### GOAL
Count the lines in the entries that contain the string "canopy", treating uppercase and lowercase as different. Give only the number.

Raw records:
━━━━

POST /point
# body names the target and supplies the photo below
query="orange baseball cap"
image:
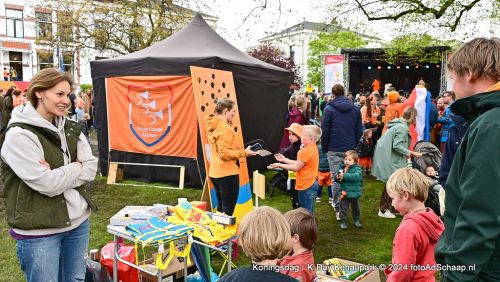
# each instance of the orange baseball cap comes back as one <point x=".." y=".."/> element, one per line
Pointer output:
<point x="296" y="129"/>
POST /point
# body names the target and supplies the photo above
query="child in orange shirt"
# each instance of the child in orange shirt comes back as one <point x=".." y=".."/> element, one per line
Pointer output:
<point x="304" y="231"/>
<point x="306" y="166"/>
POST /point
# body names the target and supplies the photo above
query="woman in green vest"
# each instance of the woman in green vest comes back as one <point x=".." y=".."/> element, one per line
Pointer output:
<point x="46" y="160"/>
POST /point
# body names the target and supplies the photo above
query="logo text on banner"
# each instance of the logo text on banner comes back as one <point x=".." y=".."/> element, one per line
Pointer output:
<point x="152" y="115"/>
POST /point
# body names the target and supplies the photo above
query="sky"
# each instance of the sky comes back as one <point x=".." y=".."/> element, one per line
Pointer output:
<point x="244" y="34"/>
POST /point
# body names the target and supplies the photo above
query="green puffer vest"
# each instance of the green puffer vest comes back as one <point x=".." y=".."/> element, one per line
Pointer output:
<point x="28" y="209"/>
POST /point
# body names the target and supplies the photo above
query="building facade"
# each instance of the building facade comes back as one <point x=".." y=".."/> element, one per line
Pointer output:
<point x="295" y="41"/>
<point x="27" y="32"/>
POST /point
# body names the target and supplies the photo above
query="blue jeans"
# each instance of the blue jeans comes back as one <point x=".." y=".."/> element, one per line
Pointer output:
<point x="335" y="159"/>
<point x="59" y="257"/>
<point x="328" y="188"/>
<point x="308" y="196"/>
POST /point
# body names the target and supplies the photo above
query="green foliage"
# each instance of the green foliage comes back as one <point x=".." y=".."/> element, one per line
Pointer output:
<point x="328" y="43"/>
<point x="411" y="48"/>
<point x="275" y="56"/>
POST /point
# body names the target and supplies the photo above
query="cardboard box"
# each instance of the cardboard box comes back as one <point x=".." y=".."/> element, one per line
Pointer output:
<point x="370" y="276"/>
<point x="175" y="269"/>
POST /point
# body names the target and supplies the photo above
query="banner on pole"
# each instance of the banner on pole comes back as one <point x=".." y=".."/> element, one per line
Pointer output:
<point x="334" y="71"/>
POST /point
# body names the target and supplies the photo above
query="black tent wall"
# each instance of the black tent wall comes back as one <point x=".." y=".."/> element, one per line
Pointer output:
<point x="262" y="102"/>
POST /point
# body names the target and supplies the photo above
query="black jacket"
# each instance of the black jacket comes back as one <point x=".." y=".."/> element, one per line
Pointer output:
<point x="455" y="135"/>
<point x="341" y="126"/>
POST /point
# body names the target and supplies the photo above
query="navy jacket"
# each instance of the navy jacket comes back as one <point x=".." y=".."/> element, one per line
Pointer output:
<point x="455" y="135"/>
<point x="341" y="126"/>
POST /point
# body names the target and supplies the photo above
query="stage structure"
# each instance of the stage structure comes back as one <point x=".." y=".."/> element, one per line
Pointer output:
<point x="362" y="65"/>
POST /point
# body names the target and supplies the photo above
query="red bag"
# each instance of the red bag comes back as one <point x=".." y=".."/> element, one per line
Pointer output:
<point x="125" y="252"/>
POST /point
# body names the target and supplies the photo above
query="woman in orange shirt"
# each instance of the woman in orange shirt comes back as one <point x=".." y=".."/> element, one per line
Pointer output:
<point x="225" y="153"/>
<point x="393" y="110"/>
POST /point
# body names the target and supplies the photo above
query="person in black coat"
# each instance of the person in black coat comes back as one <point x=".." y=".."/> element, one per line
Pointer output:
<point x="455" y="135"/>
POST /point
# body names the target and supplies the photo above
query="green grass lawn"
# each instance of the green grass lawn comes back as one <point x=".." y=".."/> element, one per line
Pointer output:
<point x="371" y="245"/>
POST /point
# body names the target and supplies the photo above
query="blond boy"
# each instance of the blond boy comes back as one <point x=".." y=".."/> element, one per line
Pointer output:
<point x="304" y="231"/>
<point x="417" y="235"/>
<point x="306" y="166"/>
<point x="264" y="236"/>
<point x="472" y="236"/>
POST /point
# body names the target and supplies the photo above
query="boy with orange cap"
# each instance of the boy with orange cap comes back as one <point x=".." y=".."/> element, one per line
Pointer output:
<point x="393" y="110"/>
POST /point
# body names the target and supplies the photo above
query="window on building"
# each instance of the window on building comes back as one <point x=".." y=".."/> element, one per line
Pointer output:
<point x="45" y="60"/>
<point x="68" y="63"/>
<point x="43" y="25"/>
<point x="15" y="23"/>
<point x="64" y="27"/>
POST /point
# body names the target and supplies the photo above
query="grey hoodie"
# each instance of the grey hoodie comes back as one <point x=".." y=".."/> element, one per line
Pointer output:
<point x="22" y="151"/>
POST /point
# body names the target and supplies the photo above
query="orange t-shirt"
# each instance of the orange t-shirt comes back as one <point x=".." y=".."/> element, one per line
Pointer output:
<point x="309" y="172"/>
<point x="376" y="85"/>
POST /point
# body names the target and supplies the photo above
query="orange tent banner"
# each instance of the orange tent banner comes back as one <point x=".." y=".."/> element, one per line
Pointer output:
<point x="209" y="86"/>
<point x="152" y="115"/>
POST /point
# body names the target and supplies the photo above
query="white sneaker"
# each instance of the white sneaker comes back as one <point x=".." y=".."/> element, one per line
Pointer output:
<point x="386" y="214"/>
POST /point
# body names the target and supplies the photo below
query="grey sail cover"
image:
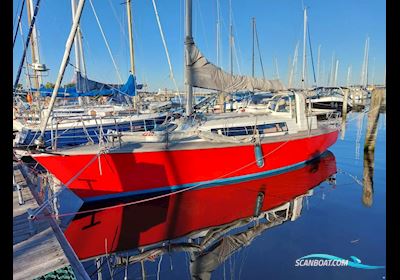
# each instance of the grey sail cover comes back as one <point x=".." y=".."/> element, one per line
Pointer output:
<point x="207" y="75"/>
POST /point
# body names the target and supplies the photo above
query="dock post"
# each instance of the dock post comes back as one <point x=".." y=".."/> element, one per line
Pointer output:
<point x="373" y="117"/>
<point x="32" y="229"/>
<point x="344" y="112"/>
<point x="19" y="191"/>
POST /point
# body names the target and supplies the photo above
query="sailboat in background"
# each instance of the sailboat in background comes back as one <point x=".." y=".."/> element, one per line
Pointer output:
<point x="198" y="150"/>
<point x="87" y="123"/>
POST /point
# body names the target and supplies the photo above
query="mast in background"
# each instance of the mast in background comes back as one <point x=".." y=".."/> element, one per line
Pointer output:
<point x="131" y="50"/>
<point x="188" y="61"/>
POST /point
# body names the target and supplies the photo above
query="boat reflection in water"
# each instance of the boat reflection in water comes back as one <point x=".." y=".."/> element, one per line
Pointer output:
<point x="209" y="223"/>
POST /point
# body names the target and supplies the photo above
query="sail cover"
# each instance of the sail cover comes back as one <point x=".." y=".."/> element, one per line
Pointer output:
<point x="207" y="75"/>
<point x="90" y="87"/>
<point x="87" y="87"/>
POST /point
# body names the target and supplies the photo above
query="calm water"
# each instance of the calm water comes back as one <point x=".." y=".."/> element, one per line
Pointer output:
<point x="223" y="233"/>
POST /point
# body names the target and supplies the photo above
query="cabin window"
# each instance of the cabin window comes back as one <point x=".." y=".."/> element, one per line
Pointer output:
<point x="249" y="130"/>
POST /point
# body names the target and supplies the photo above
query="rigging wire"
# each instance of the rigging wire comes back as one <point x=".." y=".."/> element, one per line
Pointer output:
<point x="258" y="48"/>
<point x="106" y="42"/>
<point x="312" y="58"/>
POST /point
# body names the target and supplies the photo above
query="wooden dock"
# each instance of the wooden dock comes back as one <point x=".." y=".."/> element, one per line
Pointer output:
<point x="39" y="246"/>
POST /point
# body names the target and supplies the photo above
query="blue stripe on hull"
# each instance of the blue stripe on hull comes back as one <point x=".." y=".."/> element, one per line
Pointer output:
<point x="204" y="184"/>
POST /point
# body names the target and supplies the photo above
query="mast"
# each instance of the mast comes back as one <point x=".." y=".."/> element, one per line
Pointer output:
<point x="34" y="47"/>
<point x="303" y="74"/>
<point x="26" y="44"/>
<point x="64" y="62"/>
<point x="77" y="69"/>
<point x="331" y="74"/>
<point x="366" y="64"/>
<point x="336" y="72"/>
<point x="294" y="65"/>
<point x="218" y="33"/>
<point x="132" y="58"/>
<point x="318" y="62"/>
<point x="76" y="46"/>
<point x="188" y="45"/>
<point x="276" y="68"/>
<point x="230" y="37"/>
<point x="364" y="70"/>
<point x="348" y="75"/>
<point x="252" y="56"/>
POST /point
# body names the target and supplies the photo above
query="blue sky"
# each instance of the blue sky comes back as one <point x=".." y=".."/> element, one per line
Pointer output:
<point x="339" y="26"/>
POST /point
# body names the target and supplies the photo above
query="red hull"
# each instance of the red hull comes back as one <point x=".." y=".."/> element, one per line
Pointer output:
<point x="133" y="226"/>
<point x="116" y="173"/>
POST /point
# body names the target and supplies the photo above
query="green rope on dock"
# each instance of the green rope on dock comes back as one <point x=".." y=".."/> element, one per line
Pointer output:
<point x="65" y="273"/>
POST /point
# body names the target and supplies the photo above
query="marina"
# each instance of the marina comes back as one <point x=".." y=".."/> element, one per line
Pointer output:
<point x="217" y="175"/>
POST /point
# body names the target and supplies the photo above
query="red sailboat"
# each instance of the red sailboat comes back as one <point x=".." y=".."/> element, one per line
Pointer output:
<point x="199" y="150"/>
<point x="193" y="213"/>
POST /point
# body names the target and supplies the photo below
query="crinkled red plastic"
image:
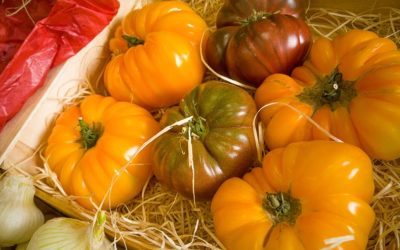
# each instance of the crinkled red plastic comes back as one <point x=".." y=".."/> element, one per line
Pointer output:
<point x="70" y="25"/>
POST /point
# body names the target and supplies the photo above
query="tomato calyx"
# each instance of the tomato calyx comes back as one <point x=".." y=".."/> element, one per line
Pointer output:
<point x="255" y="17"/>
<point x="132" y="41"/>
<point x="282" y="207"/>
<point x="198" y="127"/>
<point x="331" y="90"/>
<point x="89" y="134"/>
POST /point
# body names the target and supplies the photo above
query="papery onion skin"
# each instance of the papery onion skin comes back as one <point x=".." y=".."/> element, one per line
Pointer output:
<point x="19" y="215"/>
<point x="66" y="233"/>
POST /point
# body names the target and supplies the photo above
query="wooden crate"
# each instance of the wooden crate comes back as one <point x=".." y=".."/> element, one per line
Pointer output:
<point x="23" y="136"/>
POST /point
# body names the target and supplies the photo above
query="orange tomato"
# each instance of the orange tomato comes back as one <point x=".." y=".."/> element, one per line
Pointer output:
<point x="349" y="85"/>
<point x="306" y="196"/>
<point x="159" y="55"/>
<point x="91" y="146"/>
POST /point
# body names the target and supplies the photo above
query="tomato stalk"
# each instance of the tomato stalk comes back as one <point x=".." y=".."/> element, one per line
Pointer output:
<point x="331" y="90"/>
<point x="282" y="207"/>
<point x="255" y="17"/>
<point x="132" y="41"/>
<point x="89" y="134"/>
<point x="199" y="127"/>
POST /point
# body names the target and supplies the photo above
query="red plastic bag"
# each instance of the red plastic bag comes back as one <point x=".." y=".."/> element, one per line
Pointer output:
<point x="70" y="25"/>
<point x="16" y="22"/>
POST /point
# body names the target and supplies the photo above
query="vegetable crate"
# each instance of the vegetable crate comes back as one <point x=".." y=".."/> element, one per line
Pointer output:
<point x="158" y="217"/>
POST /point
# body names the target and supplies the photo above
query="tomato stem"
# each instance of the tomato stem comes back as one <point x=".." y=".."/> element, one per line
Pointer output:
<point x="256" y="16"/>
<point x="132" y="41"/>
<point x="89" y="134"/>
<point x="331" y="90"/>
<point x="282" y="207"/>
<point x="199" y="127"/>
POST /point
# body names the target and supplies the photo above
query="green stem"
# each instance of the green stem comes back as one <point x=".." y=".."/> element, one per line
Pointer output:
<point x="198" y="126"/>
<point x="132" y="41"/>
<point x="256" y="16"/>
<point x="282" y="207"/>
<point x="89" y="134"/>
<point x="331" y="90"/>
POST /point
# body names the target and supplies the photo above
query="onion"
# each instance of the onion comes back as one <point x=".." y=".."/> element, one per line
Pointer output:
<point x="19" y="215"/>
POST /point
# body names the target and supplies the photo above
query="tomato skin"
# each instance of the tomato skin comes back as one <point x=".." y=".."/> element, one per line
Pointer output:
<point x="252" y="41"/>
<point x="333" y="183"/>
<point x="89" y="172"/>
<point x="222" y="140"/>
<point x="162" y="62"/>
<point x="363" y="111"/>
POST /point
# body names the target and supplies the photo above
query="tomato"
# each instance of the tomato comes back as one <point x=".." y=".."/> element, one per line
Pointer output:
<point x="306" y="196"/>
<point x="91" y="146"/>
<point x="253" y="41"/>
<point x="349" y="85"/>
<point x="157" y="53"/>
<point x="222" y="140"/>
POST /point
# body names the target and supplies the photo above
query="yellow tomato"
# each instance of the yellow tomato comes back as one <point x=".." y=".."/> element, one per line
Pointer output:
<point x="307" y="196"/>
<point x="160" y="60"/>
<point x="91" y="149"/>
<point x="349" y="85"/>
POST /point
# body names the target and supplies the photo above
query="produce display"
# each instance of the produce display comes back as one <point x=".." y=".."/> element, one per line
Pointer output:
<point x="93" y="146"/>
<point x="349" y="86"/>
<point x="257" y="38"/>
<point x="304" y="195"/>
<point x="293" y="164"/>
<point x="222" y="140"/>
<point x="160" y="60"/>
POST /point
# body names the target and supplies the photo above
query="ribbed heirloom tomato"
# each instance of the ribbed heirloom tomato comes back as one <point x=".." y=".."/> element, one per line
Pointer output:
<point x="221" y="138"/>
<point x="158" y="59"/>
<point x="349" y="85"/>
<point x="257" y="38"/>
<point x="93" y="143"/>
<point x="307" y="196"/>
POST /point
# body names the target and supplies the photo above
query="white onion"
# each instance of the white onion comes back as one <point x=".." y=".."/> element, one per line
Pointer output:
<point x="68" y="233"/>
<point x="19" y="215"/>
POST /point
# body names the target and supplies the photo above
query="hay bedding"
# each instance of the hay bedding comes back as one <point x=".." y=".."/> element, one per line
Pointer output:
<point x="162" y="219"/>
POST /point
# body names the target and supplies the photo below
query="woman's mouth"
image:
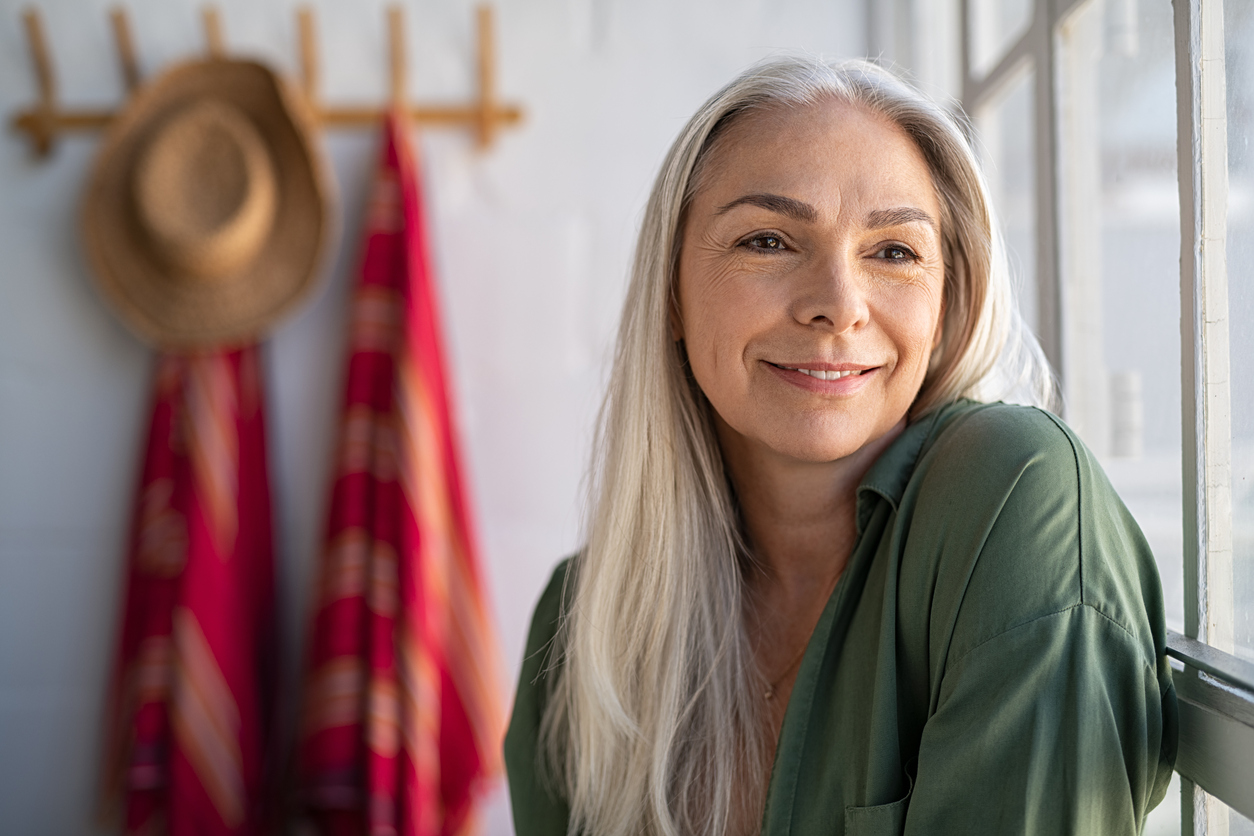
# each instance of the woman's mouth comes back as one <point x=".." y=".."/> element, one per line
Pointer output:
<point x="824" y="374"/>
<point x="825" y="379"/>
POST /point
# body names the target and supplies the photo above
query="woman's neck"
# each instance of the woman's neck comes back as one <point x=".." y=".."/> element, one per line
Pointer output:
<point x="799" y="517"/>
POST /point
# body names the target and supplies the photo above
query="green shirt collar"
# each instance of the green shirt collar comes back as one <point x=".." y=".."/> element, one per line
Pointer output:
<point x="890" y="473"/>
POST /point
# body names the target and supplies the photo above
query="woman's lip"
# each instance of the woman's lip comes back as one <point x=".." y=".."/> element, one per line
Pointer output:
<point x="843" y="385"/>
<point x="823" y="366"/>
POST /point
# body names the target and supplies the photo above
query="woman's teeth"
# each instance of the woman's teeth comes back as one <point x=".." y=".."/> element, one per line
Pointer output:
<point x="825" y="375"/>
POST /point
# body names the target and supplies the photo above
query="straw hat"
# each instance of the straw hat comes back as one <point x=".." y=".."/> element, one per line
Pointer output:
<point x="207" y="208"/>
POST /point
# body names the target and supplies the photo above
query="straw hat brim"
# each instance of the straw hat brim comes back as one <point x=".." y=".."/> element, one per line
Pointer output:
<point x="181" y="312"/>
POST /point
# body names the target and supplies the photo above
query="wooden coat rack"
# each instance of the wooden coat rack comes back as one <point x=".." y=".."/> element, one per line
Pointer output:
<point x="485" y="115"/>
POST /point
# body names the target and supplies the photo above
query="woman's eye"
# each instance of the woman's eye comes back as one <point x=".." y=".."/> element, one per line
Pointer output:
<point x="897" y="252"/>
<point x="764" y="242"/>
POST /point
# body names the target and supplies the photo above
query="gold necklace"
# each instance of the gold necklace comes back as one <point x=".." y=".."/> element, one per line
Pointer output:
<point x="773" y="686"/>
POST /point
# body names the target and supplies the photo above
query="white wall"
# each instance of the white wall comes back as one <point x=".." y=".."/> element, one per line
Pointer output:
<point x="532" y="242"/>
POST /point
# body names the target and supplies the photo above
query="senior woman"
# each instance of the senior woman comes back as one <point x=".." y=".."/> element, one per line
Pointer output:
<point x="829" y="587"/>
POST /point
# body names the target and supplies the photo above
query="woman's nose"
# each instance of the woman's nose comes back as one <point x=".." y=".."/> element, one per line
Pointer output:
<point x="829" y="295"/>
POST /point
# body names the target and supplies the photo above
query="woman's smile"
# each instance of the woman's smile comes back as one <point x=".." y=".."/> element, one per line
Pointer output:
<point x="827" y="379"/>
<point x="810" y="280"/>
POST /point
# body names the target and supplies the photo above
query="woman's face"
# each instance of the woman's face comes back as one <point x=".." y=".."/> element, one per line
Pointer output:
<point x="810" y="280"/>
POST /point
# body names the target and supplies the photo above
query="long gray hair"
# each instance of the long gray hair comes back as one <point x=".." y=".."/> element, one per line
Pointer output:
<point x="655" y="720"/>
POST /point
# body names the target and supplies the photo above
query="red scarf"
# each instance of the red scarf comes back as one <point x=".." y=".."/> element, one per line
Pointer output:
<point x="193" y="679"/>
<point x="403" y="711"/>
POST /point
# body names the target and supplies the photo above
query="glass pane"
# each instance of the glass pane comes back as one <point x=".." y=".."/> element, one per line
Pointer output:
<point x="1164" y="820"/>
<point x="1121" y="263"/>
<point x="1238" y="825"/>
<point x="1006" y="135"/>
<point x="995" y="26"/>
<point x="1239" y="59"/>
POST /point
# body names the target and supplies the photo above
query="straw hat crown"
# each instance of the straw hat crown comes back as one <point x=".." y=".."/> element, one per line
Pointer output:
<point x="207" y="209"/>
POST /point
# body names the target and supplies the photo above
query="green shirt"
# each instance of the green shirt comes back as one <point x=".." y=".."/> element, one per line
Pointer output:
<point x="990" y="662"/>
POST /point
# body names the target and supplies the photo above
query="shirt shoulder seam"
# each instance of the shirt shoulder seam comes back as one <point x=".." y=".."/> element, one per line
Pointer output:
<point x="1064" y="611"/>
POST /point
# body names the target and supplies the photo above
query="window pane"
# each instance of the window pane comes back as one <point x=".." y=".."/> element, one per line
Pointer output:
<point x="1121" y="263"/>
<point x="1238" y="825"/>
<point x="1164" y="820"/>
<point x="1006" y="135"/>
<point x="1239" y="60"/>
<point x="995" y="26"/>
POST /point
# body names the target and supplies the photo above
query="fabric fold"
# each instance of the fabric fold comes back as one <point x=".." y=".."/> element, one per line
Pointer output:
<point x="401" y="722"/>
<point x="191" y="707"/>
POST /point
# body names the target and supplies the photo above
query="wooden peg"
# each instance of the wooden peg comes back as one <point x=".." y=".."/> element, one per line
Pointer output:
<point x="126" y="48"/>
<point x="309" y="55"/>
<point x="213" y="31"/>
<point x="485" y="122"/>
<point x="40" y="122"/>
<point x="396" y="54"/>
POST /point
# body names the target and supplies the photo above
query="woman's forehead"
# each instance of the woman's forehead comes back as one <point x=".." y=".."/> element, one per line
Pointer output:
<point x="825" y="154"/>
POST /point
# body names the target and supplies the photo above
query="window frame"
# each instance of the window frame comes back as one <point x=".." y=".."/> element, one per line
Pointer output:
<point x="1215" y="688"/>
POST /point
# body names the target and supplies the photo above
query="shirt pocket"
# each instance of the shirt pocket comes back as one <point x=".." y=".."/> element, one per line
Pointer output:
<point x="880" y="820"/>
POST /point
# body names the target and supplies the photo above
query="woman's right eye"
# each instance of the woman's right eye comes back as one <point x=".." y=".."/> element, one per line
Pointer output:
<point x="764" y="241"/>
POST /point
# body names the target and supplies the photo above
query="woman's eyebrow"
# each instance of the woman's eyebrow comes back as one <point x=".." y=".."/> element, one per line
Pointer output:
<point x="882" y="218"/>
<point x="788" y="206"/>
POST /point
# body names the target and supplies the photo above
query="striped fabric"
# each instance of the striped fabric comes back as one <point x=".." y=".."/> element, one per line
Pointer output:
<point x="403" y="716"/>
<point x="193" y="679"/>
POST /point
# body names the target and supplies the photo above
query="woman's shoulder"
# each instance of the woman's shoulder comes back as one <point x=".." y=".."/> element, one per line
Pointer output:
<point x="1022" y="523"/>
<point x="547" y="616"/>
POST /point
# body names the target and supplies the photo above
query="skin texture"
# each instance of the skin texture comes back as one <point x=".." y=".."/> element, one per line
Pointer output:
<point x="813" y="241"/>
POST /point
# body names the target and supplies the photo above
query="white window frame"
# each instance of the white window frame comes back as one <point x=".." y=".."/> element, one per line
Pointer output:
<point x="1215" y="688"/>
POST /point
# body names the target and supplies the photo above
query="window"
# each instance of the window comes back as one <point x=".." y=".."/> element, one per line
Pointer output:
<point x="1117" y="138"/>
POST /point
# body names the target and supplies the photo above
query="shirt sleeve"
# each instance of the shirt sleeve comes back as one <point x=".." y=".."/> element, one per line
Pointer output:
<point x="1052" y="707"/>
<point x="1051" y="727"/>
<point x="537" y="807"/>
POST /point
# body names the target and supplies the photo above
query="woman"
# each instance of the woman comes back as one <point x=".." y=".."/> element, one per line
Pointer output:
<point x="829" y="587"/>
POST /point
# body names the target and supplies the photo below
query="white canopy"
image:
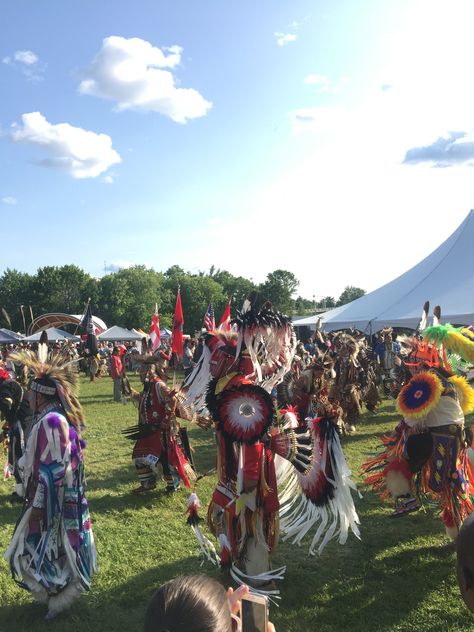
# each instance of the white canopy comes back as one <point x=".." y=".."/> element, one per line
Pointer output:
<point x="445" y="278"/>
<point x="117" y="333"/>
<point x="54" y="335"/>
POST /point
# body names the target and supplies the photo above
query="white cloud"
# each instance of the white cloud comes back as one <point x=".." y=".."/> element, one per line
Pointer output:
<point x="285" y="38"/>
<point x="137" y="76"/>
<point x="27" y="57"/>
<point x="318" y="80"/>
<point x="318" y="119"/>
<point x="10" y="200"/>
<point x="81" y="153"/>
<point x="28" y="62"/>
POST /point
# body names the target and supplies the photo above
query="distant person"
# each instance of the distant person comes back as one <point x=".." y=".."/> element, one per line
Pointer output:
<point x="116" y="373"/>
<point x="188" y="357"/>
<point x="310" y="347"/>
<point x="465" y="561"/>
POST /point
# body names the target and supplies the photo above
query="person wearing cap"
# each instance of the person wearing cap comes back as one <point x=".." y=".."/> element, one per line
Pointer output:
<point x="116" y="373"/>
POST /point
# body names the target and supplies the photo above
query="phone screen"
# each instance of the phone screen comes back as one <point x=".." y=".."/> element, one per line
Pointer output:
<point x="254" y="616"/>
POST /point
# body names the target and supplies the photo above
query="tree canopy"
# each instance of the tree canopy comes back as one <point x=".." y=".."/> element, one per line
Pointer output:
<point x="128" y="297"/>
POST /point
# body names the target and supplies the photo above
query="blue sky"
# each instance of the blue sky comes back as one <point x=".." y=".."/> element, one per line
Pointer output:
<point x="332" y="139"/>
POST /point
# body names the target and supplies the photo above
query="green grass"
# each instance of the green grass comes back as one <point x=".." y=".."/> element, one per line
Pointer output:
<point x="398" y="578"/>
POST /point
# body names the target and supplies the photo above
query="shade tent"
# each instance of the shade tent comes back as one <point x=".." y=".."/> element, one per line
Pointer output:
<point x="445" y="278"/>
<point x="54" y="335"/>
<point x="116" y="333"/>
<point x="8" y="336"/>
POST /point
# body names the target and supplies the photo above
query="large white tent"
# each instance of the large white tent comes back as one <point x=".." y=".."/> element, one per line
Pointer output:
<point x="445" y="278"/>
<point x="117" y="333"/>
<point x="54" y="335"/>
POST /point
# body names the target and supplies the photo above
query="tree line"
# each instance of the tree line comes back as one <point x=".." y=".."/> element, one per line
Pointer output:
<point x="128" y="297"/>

━━━━

### TASK SOLUTION
4